[Stated problem] Could you carry on the essay below about diversity in bookselling and publishing, picking up right after its last sentence?

The modern era, however, is a little different. Where we used to have bookstores that specialized in literature for marginalized groups (because the big chains wouldn’t carry the titles), there are far fewer now than there used to be. I worked at The Open Book in downtown Sacramento (sadly, closed now) and that was my first exposure to an LGBTQIA+ bookstore. Sure, there are still important outposts such as The Lit. Bar in Bronx, New York that specializes in African-American literature or Women and Children First in Chicago, Illinois, but the days of retailers providing curated offerings for specific diverse groups has drastically deteriorated. With the advent of online shopping, etailers are trying to be everything to everyone, and books by diverse authors show up only if it’s a special month and a sale is plastered on a homepage.

There are some people who argue that’s the whole point of diversity awareness. Why separate books into narrow niches and channels if the intention is to join all readers as one? The answer is simple: because given the opportunity, it’s a lot easier to hide minority works from the masses and focus on a bunch of white men who can bring in sales and keep the doors open. A look at The New York Times bestseller list confirms this. As of the writing of this article, five of the top ten titles are by white men. Only one is by a woman of color, and it’s a single poem (Amanda Gorman). Many of the names that appear in the top ten are the same tired names that have appeared there for decades. If bookstores and etailers really worked on selling diversity, wouldn’t bestseller lists reflect that more?

Bookstores can’t shoulder all of the responsibility, however. Readers need to demonstrate they have an interest in diverse material. Authors need to be loud and proud about the demographics they represent and demand to be heard, seen, and read. Publishers must do a better job of ensuring their catalogs are well-balanced to include people from all walks of life and with varying voices.

As a publisher, I can tell you that in some ways it can be difficult to know if I’m working with an author who comes from a minority background. That’s simply not a question you ask of an author, as the focus should always be on the quality of the work. However, there’s an obligation on submission calls to ensure you are reaching as wide a pool of authors as you can so those voices make it to the editor’s desk. Publishing strictly on a person’s skin color or gender identity is not what publishing should be, but neither should we be ignoring these important voices and authentic experiences. I’ve never met the majority of my authors after eleven years in the publishing business, and I can probably count on one hand the number of authors whose picture I’ve seen. That doesn’t excuse me, however, for doing everything in my power to make sure my catalog represents a wide swath of people.

Is our current catalog as diverse as it possibly could be? Nope. However, in recent submission calls I’ve made it clear in our guidelines we’re looking for submissions by/for/about people of color and other marginalized folks (disabled, LGBTQIA+, elderly, etc.). My hope is that this will encourage more of these authors to come our way and make their voices heard.

[Material supplied]

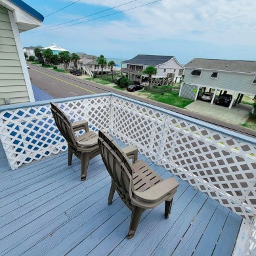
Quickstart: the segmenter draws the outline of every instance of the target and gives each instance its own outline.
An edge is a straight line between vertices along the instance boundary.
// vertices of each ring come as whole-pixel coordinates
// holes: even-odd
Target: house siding
[[[196,85],[183,83],[179,96],[194,100],[198,93],[198,87]]]
[[[198,70],[200,69],[198,68]],[[185,69],[184,81],[186,83],[226,91],[233,91],[243,94],[256,95],[256,84],[251,83],[255,74],[219,71],[218,78],[215,79],[211,77],[213,72],[215,70],[202,70],[201,76],[198,77],[191,75],[192,70],[192,69],[190,68],[186,68]]]
[[[29,102],[30,98],[7,11],[0,7],[0,104]]]
[[[163,72],[164,69],[166,68],[166,72]],[[184,68],[179,65],[174,58],[171,59],[164,64],[159,65],[158,66],[157,75],[167,77],[168,73],[174,73],[175,77],[181,77],[179,74],[180,70],[183,70]],[[175,71],[174,71],[175,70]]]

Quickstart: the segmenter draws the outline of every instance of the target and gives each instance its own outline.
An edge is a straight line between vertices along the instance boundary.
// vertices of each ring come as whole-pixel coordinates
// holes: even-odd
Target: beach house
[[[232,95],[229,108],[239,104],[244,95],[256,95],[256,61],[194,58],[184,65],[180,96],[196,100],[200,89]]]
[[[22,1],[0,0],[0,105],[35,100],[20,33],[43,18]]]
[[[167,78],[171,78],[176,83],[181,79],[184,70],[184,67],[174,56],[139,54],[121,63],[121,72],[127,74],[130,80],[140,83],[147,79],[147,75],[144,74],[143,71],[148,66],[152,66],[157,70],[153,80],[165,78],[163,81],[166,81]]]

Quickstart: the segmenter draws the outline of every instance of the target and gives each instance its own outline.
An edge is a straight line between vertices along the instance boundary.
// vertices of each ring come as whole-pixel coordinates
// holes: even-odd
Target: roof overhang
[[[42,26],[43,16],[21,0],[0,0],[0,5],[12,12],[20,32]]]

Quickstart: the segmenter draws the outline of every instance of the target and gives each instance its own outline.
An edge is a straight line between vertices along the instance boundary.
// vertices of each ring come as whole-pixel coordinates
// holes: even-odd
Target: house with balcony
[[[194,58],[184,65],[180,96],[196,100],[200,89],[232,95],[229,108],[241,102],[244,95],[256,95],[256,61]]]
[[[184,71],[184,67],[174,56],[139,54],[121,63],[122,74],[125,73],[130,80],[140,83],[147,79],[147,75],[143,74],[143,70],[148,66],[157,70],[156,75],[152,77],[153,83],[154,80],[161,79],[163,84],[167,84],[169,78],[176,83],[180,80]]]
[[[51,50],[52,50],[54,54],[58,54],[61,52],[69,51],[64,48],[60,47],[56,43],[53,43],[52,45],[43,47],[42,50],[46,50],[47,49],[50,49]]]
[[[35,101],[20,33],[43,16],[20,0],[0,0],[0,105]]]
[[[43,49],[43,47],[41,45],[30,46],[29,47],[24,47],[23,52],[28,55],[28,58],[30,56],[35,56],[35,48]],[[37,58],[36,56],[35,56],[35,58]]]
[[[117,94],[52,99],[72,121],[88,120],[120,146],[136,146],[163,179],[180,184],[171,213],[131,211],[100,156],[80,181],[50,100],[0,107],[2,255],[242,255],[256,252],[256,139]]]

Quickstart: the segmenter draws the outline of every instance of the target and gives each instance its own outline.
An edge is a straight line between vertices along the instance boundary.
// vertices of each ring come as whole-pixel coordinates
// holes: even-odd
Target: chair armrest
[[[74,131],[85,130],[87,133],[89,131],[88,122],[85,120],[74,122],[72,123],[72,128]]]
[[[133,192],[136,198],[149,203],[156,202],[165,196],[174,194],[179,186],[179,182],[174,179],[170,178],[145,190],[142,192]]]
[[[135,146],[128,146],[123,148],[122,150],[128,158],[132,158],[133,163],[138,160],[138,148]]]

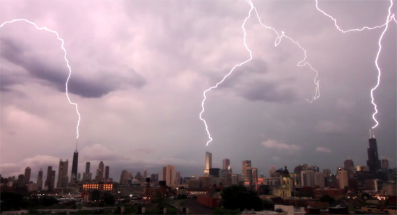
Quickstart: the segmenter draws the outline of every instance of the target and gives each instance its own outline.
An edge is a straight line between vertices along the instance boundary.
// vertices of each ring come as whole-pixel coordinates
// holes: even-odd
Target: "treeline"
[[[39,206],[51,206],[58,204],[58,200],[54,197],[44,196],[42,198],[24,198],[19,193],[4,191],[0,193],[0,212],[10,210],[30,209]]]

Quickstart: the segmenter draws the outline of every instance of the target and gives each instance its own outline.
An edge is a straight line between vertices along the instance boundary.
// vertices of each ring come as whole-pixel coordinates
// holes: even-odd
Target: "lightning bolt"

[In response]
That being said, it isn’t about publishing titles with minority characters just for the sake of jumping on a political bandwagon that happens to be hot or “woke” at the moment. Just as much damage can be done to the progress of getting these voices heard and read by publishing inauthentic material as by not publishing it in the first place. A white woman attempting to write African-American characters just isn’t going to ring true no matter how good a writer she is. Or, in the case of Amélie Wen Zhao, an Asian author trying to write about slavery (the book was canceled by the publisher before it ever came out, due to severe backlash from beta readers).

As an openly gay man, I’ve always taken issue with the sheer number of straight women who write gay fiction/gay romance/gay erotica. You can identify these authors because their name typically is a man’s name made feminine by the addition of a vowel (Jaye instead of Jay). These books find gay men reduced to nothing but stereotypes. The guy is either super flamboyant or hypermasculine. Somebody is always in the closet and unable to deal with it. Everyone is a sports star or a fireman or some alpha-male profession. There’s little attention given to actual relationship development or the concept of love, and way too much emphasis is put on physicality and sex. Basically, I rarely find myself represented within the pages of what passes for gay literature. The whole point of a great read is to find a character you identify with. I’ve found that the only gay lit I go back to are the authentic ones, written by actual gay men. Neil Plakcy, Dorien Grey, Victor Banis, and so many others don’t get the visibility they deserve but do the job of accurately representing their minority to the public.

Authentic, realistic, loud, proud, marginalized, underrepresented, unheard, passed over, buried-in-the-back-of-the-shelf authors. These are the folks that need to be brought to the forefront of the publishing movement in the 21st century. Until that happens, diversity in publishing remains nothing more than a catchphrase of the moment.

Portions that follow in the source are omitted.